There is almost certain to be a tackle shop near most major trout streams. Some are better than others. At the better ones, there will likely be a fly-tying bench, a telephone you can use, a place to sit and read a magazine, abundant free advice and things for sale. The Gates' Lodge in Grayling, Michigan, is such a place. So are George Anderson's Yellowstone Angler just outside Livingston, Montana, and Craig Mathew's Blue Ribbon Flies in West Yellowstone. In Jackson, Wyoming, you should stop in at the Jack Dennis Outdoor Shop, which features sporting goods of all sorts and an extensive collection of excellent contemporary art.
Finally, the fly-fisherman who wants to put some distance--physical and spiritual--between himself and the daily routine will want to commit himself to one of the many lodges designed for that. The air will be clean, the nights quiet and full of stars. The food will be good and hearty, and there will be something stronger than white wine when he is thirsty. There will be a big fireplace and wool blankets on the bed. Good fishing and good talk.
There are many such places, but any short list should include the following:
Steamboat Inn on the North Umpqua River in Steamboat, Oregon, is Valhalla for steelhead fishermen.
Lone Mountain Ranch in Big Sky, Montana, is a year-round operation that features cross-country skiing in the winter and horseback riding and fishing in the summer. Its proximity to Yellowstone and several first-class trout streams account for much of its appeal. The food accounts for the balance.
Falcon's Spencer Lake Lodge outside Bangor, Maine, may be the pinnacle of haute sport. This is the old fly-in sort of arrangement brought up to late--20th Century standards of comfort and service. It is the sort of place Charles Ritz (a famous fly-fisherman) would have established in the Maine wilderness if he had not been busy running his own hotel in Paris.

------------------------------------------------------------------------

_REQUIREMENT A_
In the passage on fly-fishing shops and lodges, which place is called Valhalla for steelhead fishermen?
_REQUIREMENT B_
Reproduce word for word the stretch of the fly-fishing passage from "Finally, the fly-fisherman" through "for steelhead fishermen.".
The entries after this point are not needed.

------------------------------------------------------------------------

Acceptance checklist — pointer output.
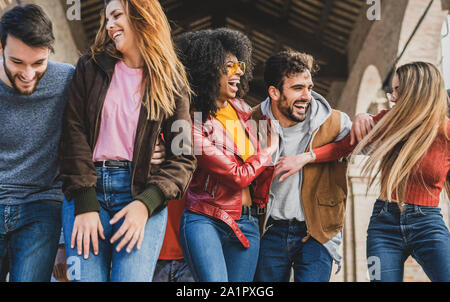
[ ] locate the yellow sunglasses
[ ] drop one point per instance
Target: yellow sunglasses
(233, 69)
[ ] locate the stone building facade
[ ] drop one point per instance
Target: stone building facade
(373, 49)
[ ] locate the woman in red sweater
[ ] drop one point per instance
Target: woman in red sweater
(411, 143)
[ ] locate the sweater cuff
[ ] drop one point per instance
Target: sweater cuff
(153, 198)
(85, 200)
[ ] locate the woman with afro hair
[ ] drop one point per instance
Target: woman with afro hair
(219, 232)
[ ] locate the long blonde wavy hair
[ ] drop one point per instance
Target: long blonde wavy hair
(164, 76)
(402, 137)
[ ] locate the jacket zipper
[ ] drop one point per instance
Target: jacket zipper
(206, 184)
(304, 239)
(133, 171)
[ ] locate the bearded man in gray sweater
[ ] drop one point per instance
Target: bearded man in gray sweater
(33, 94)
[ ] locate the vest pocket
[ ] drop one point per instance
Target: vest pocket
(331, 208)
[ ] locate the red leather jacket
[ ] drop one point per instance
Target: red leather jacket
(221, 174)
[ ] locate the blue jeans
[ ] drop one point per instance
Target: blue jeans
(29, 235)
(394, 235)
(114, 193)
(214, 253)
(282, 250)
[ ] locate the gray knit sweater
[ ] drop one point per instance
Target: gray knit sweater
(30, 129)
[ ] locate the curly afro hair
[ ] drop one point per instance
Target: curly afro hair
(203, 54)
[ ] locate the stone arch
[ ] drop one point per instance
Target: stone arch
(369, 97)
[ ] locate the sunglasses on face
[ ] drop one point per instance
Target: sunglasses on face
(232, 69)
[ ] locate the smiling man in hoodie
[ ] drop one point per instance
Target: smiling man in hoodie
(305, 215)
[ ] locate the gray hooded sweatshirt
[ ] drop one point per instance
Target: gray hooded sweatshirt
(285, 198)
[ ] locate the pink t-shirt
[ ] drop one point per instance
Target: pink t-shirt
(120, 115)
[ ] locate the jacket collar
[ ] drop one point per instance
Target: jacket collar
(106, 62)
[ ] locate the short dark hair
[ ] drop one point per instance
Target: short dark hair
(284, 64)
(29, 24)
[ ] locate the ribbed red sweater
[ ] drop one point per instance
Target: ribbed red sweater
(434, 167)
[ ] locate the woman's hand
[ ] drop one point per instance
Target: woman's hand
(292, 164)
(133, 227)
(60, 267)
(271, 139)
(85, 229)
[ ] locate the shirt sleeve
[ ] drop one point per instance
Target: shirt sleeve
(341, 147)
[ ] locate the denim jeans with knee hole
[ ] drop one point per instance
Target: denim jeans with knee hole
(282, 251)
(114, 193)
(214, 253)
(29, 235)
(394, 235)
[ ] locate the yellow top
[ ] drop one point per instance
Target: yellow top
(227, 116)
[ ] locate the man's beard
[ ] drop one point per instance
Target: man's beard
(288, 112)
(12, 77)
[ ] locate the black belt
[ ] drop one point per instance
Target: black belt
(255, 211)
(113, 164)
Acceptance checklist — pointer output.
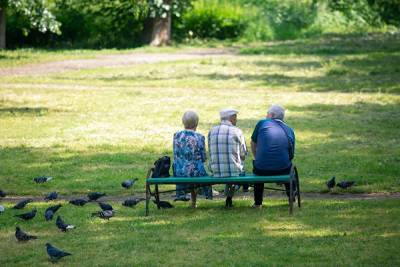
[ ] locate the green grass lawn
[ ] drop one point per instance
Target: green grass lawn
(322, 233)
(91, 129)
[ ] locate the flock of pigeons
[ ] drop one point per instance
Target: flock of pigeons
(106, 212)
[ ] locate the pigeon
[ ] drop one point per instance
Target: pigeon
(51, 196)
(132, 202)
(78, 202)
(27, 216)
(104, 214)
(345, 184)
(95, 196)
(49, 213)
(129, 183)
(22, 236)
(182, 198)
(331, 183)
(54, 253)
(42, 179)
(62, 225)
(105, 206)
(164, 204)
(22, 203)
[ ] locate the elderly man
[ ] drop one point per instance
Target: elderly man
(272, 144)
(227, 148)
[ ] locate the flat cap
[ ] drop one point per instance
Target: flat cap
(227, 112)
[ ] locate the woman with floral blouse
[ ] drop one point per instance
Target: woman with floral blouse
(189, 155)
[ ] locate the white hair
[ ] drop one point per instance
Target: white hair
(190, 119)
(276, 112)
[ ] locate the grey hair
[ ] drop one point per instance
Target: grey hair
(190, 119)
(276, 112)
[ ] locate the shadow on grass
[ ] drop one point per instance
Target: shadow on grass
(334, 44)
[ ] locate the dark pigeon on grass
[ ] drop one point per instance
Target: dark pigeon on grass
(105, 206)
(62, 225)
(346, 184)
(27, 216)
(51, 196)
(49, 213)
(132, 202)
(104, 214)
(22, 204)
(42, 179)
(78, 202)
(129, 183)
(95, 196)
(55, 253)
(22, 236)
(164, 204)
(331, 183)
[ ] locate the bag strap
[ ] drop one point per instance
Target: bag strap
(291, 152)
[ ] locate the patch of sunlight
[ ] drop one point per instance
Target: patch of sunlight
(296, 230)
(390, 235)
(159, 222)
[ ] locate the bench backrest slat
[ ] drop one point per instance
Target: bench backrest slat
(218, 180)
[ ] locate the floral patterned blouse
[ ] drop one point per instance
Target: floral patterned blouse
(189, 154)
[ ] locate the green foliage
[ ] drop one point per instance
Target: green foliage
(212, 19)
(35, 15)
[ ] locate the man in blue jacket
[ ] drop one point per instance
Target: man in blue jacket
(272, 144)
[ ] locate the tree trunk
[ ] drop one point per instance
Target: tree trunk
(2, 28)
(157, 31)
(161, 31)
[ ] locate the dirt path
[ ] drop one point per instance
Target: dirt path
(116, 60)
(246, 196)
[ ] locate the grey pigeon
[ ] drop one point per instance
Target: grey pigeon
(51, 196)
(78, 202)
(42, 179)
(22, 203)
(54, 253)
(62, 225)
(129, 183)
(49, 213)
(331, 183)
(27, 216)
(22, 236)
(104, 214)
(345, 184)
(105, 206)
(164, 204)
(95, 196)
(132, 202)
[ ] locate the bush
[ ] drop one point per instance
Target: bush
(211, 19)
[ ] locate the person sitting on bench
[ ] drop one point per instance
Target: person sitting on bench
(272, 145)
(189, 155)
(227, 148)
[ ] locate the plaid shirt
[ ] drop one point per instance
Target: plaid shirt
(227, 149)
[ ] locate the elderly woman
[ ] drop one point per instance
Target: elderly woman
(189, 154)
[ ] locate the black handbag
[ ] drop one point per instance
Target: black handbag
(161, 167)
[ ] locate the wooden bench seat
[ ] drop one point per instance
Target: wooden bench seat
(210, 180)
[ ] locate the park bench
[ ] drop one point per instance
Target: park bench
(293, 177)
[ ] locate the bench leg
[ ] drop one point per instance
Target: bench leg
(147, 198)
(157, 197)
(291, 197)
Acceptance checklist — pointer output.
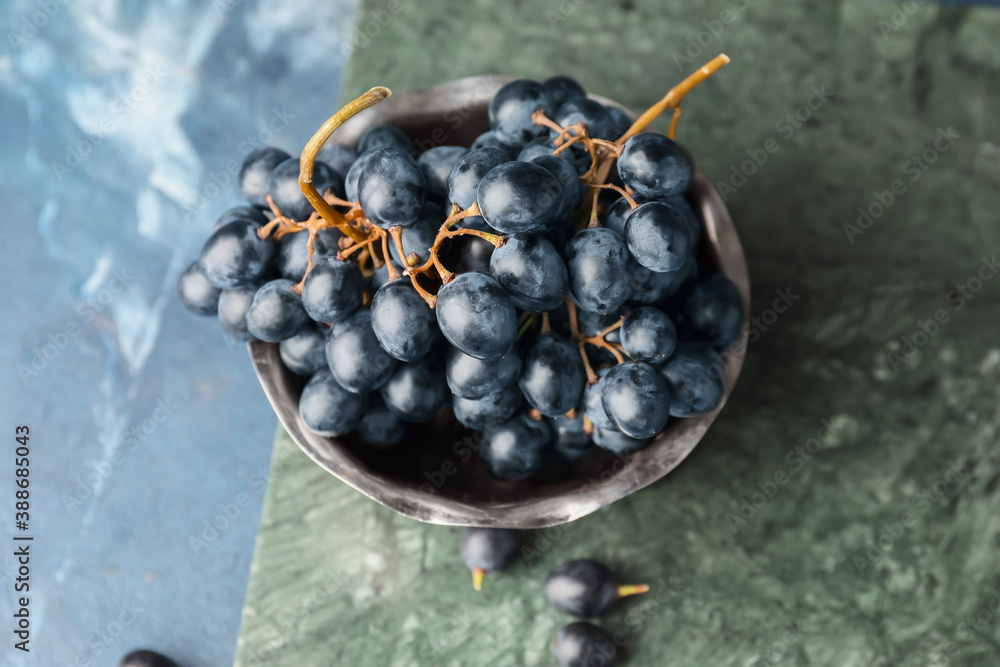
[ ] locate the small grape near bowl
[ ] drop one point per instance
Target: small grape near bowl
(435, 472)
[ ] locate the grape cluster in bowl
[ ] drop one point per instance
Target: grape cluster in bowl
(547, 284)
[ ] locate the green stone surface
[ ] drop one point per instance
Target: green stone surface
(800, 579)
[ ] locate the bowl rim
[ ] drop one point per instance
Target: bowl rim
(639, 470)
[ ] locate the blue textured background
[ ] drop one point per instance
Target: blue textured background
(142, 105)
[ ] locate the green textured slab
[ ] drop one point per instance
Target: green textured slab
(800, 579)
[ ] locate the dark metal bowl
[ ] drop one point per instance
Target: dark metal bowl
(435, 476)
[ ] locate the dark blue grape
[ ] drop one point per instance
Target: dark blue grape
(618, 442)
(234, 255)
(694, 378)
(355, 356)
(380, 428)
(714, 310)
(197, 294)
(553, 377)
(592, 114)
(583, 645)
(657, 237)
(276, 312)
(636, 398)
(293, 251)
(593, 406)
(233, 306)
(333, 290)
(655, 166)
(531, 271)
(563, 89)
(473, 378)
(286, 193)
(511, 109)
(487, 412)
(255, 173)
(241, 213)
(649, 335)
(403, 322)
(354, 175)
(518, 197)
(464, 179)
(492, 140)
(415, 392)
(620, 122)
(597, 261)
(329, 409)
(305, 352)
(572, 193)
(339, 157)
(437, 164)
(569, 437)
(391, 189)
(384, 136)
(517, 449)
(477, 316)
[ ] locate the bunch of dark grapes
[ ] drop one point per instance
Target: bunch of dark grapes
(546, 284)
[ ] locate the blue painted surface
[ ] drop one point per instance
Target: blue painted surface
(117, 119)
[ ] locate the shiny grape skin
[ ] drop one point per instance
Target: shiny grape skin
(694, 378)
(583, 645)
(415, 392)
(276, 312)
(383, 136)
(234, 255)
(305, 352)
(333, 290)
(436, 164)
(380, 428)
(255, 173)
(473, 378)
(403, 322)
(339, 157)
(233, 306)
(714, 310)
(597, 261)
(391, 189)
(568, 436)
(354, 175)
(583, 588)
(552, 379)
(517, 197)
(487, 412)
(293, 251)
(531, 271)
(593, 407)
(197, 294)
(517, 449)
(648, 334)
(511, 109)
(592, 114)
(619, 443)
(655, 166)
(329, 409)
(240, 213)
(572, 193)
(489, 549)
(286, 193)
(636, 399)
(477, 316)
(563, 89)
(355, 357)
(464, 179)
(657, 237)
(492, 140)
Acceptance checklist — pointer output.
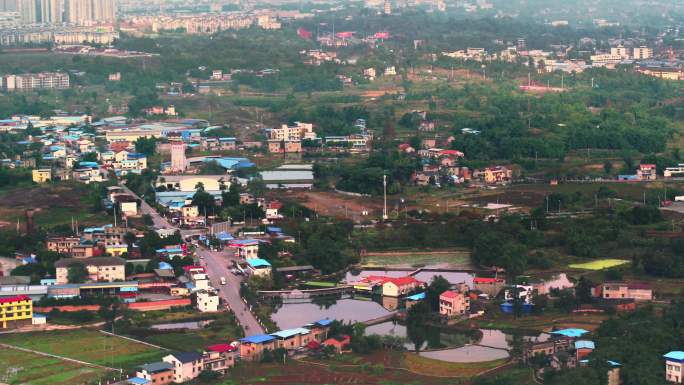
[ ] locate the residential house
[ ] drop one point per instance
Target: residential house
(647, 172)
(219, 358)
(252, 347)
(62, 245)
(583, 348)
(674, 363)
(42, 175)
(273, 210)
(158, 373)
(489, 286)
(292, 339)
(100, 269)
(495, 175)
(549, 347)
(340, 343)
(284, 146)
(319, 329)
(15, 311)
(246, 248)
(207, 301)
(453, 304)
(621, 290)
(186, 365)
(259, 267)
(389, 286)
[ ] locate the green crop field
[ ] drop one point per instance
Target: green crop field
(19, 367)
(88, 346)
(600, 264)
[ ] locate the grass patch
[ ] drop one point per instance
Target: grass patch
(431, 367)
(600, 264)
(87, 345)
(19, 367)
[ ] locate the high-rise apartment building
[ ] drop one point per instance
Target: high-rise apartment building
(51, 11)
(28, 10)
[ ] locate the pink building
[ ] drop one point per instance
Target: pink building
(453, 304)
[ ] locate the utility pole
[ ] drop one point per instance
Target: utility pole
(384, 207)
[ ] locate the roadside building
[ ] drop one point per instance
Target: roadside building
(158, 373)
(292, 339)
(252, 347)
(624, 290)
(453, 304)
(42, 175)
(583, 348)
(674, 363)
(219, 358)
(647, 172)
(100, 269)
(15, 311)
(340, 343)
(207, 301)
(259, 267)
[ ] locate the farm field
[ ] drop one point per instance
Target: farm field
(54, 204)
(18, 367)
(600, 264)
(451, 258)
(386, 368)
(88, 346)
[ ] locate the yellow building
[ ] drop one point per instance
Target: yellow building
(15, 311)
(42, 175)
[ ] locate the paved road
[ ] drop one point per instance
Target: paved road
(216, 264)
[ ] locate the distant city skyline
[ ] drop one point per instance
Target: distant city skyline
(79, 12)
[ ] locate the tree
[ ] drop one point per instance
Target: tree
(77, 273)
(416, 319)
(437, 286)
(608, 167)
(147, 146)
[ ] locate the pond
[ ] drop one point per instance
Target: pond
(449, 346)
(192, 325)
(425, 275)
(294, 315)
(471, 353)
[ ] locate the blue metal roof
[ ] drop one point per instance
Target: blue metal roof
(257, 339)
(583, 344)
(324, 322)
(573, 333)
(675, 355)
(258, 262)
(290, 332)
(138, 381)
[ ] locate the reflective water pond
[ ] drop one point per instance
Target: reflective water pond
(293, 315)
(471, 353)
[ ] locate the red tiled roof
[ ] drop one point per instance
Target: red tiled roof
(449, 294)
(222, 348)
(15, 299)
(484, 280)
(401, 281)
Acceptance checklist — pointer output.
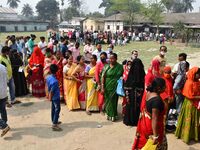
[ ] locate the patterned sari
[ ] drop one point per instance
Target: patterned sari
(111, 76)
(70, 90)
(36, 64)
(82, 89)
(188, 127)
(92, 96)
(59, 75)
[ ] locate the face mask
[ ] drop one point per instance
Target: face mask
(48, 54)
(162, 53)
(103, 60)
(110, 49)
(167, 75)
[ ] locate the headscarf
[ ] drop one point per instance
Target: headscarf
(37, 57)
(136, 74)
(192, 87)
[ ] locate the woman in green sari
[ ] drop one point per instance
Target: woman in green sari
(110, 75)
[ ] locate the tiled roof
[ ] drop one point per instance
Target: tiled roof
(7, 10)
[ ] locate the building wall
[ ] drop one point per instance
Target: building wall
(113, 26)
(93, 25)
(21, 27)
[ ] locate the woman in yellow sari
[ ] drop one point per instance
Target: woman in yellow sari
(91, 96)
(70, 85)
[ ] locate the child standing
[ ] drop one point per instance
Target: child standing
(54, 97)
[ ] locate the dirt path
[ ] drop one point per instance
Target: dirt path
(31, 129)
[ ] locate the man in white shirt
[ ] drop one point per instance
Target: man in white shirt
(98, 52)
(42, 44)
(3, 98)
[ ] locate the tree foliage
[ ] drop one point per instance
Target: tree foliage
(107, 5)
(69, 13)
(48, 10)
(95, 14)
(13, 3)
(154, 11)
(27, 11)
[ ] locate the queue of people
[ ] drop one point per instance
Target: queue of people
(90, 81)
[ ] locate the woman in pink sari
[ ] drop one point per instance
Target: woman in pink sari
(59, 75)
(79, 76)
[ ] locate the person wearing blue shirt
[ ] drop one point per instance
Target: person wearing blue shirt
(54, 97)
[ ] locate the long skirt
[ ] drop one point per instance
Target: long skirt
(132, 107)
(38, 85)
(20, 83)
(92, 96)
(188, 127)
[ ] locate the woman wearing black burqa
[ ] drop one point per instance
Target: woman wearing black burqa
(18, 74)
(134, 87)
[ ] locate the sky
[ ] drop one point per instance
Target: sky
(88, 6)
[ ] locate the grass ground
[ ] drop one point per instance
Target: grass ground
(147, 50)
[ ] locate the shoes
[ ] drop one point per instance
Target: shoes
(8, 105)
(15, 102)
(56, 128)
(5, 130)
(88, 113)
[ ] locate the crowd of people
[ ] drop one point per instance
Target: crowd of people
(159, 101)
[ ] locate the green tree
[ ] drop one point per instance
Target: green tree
(27, 11)
(48, 10)
(154, 12)
(13, 3)
(95, 14)
(183, 6)
(69, 13)
(107, 5)
(128, 7)
(182, 32)
(188, 5)
(168, 4)
(75, 3)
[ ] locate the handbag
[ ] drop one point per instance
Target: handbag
(149, 145)
(120, 89)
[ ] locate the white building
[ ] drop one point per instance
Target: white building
(114, 23)
(73, 24)
(10, 21)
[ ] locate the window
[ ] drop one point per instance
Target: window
(2, 29)
(117, 27)
(16, 28)
(25, 28)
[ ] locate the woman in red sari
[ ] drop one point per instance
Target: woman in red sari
(151, 122)
(59, 75)
(36, 64)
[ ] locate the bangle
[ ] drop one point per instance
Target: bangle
(155, 137)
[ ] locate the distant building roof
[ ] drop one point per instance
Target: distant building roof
(168, 18)
(7, 10)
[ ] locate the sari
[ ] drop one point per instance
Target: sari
(144, 130)
(70, 89)
(98, 73)
(36, 64)
(92, 96)
(188, 127)
(59, 75)
(111, 76)
(81, 88)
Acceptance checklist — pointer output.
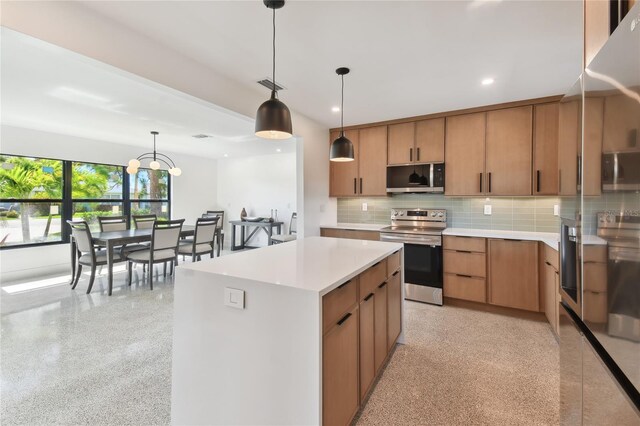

------------------------------------------------------------------------

_WRITTEN ANSWER A_
Steamboat Inn on the North Umpqua River in Steamboat, Oregon.

_WRITTEN ANSWER B_
Finally, the fly-fisherman who wants to put some distance--physical and spiritual--between himself and the daily routine will want to commit himself to one of the many lodges designed for that. The air will be clean, the nights quiet and full of stars. The food will be good and hearty, and there will be something stronger than white wine when he is thirsty. There will be a big fireplace and wool blankets on the bed. Good fishing and good talk.
There are many such places, but any short list should include the following:
Steamboat Inn on the North Umpqua River in Steamboat, Oregon, is Valhalla for steelhead fishermen.